* [Required work] Your task is to reproduce the entries below word for word.

* [Data lines]
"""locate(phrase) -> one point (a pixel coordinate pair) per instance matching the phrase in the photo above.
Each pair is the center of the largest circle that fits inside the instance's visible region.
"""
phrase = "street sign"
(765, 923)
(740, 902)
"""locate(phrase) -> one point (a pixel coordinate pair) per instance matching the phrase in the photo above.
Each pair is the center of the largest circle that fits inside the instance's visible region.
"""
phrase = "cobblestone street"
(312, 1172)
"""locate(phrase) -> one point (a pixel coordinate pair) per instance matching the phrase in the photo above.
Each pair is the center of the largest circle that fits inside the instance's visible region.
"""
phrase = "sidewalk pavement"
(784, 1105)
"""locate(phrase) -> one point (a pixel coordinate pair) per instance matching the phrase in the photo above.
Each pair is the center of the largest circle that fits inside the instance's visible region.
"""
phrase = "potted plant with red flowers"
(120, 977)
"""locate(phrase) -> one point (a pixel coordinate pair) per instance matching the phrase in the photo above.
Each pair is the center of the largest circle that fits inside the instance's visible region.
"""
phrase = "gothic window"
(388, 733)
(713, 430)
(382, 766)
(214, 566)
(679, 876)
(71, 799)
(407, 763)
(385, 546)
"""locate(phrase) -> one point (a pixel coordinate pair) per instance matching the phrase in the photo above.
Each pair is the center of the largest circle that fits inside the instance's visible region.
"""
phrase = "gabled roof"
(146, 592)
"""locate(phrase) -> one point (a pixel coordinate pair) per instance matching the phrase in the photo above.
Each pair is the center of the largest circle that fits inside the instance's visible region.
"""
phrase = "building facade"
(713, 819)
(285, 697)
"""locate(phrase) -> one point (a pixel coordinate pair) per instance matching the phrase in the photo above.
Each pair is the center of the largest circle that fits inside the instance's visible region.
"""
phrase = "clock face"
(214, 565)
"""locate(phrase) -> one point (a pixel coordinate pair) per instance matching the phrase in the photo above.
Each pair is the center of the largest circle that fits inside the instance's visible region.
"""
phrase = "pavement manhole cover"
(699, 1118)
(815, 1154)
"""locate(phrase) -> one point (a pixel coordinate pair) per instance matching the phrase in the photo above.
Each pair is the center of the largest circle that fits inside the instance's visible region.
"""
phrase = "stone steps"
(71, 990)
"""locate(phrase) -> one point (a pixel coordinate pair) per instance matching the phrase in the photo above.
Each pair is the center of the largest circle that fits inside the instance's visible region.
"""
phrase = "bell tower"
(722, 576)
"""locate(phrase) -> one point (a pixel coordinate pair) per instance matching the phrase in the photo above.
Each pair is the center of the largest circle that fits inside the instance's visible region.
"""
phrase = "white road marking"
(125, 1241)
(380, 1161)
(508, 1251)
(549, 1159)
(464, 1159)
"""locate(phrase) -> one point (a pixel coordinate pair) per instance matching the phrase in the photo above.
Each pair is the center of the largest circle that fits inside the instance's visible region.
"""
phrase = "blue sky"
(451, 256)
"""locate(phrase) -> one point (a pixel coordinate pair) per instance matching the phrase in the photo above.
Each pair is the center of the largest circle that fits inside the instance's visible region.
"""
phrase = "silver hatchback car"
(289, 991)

* [Full answer]
"""locate(phrase) -> one point (a pixel coordinate pair) per instance matching the phrase in the photo above.
Each pair is the center of the largest circle that fits inside the instance's visible region.
"""
phrase = "street sign"
(765, 923)
(740, 902)
"""locate(phrase) -> one point (a pixel coordinate pair) per instance matching the phrase in the photo above.
Each pair is the center of the largest circle that fits inside the instance's visible region.
"""
phrase = "cobblestone street"
(312, 1172)
"""locate(phrase) -> one point (a pixel coordinate pair) per instance matching the phrase in the photo above.
Each pair is the center of the largest circle that fits inside the instance's visible region.
"""
phrase = "sidewalk pavement"
(784, 1105)
"""locate(phrase) -> one point (a pixel coordinate pair) per instance matching the phrase in the photo above.
Each pair is the center of the largest circle that fits inside the instance's visible region.
"""
phrase = "potted plant with red flowers"
(120, 977)
"""locate(phrase) -> one point (a pixel coordinate pair) per instance matching the phrase in the photo above.
Each pair is the center of the largest circle that fits inside the instance's visible region.
"""
phrase = "gothic window"
(388, 733)
(713, 430)
(382, 766)
(214, 566)
(679, 876)
(71, 799)
(407, 763)
(385, 546)
"""locate(phrase) -> one point (a pixel coordinate pair) per instance matching the phrase in the photo above.
Each pair is the center of the largest circle that fits inside the instance's visible region.
"""
phrase = "gabled roof"
(146, 592)
"""locate(phrase) -> one point (a pixel coordinate pair) per instance matching the phrase in the photo above.
Each pair is the center of the largest circle that fits inside the instance's visible region.
"""
phrase = "building facade"
(713, 819)
(285, 697)
"""locate(phrase) -> one point (a pixel coordinate pair) per instance matching the phrase in the photo above.
Each pair is the center of the largest circle that fits inside the instance's visible region.
"""
phrase = "clock face"
(214, 565)
"""locate(phrase) -> one point (a pixel coordinate pair) per instance matching the phrase in the photo above.
Each pair is the center of the largest circle that fits inside the instance's visible region.
"""
phrase = "pavement manhole cover"
(699, 1118)
(815, 1154)
"""locate(phrase) -> one point (a pixel coordinate pair) per instance matching the phrase in the photo above.
Each pair is the center of the largest circle that fits inside the instance's visible region.
"""
phrase = "stone steps"
(71, 990)
"""locate(phrase) -> one point (a pixel coordinate pair) per instance matching the phrase in the photo above.
Each pair is the center of the largest circle that fits inside the instance's visible region.
"""
phrase = "bell tower"
(722, 576)
"""locate(phrase) -> one point (a pixel coordinate pair) per instance matching the phrase in the photo above.
Each pair is the center of the largest circle that fits inside the instance's visible region.
"""
phrase = "white road marking"
(125, 1241)
(380, 1161)
(508, 1251)
(549, 1159)
(464, 1159)
"""locate(phrase) -> one point (a pixel coordinate pair) per instance matching the phrase in the photo above.
Each pair is the center of the largest circle that fits inside the instance's visible region.
"""
phrase = "blue sky"
(451, 256)
"""locate(phrase) -> one point (a pixel coordinate pair) per instance matching the phrase in the photo above.
Each pair is the center of the largest circle that fits inside the instance's visible region.
"""
phrase = "silver hatchback car"
(289, 991)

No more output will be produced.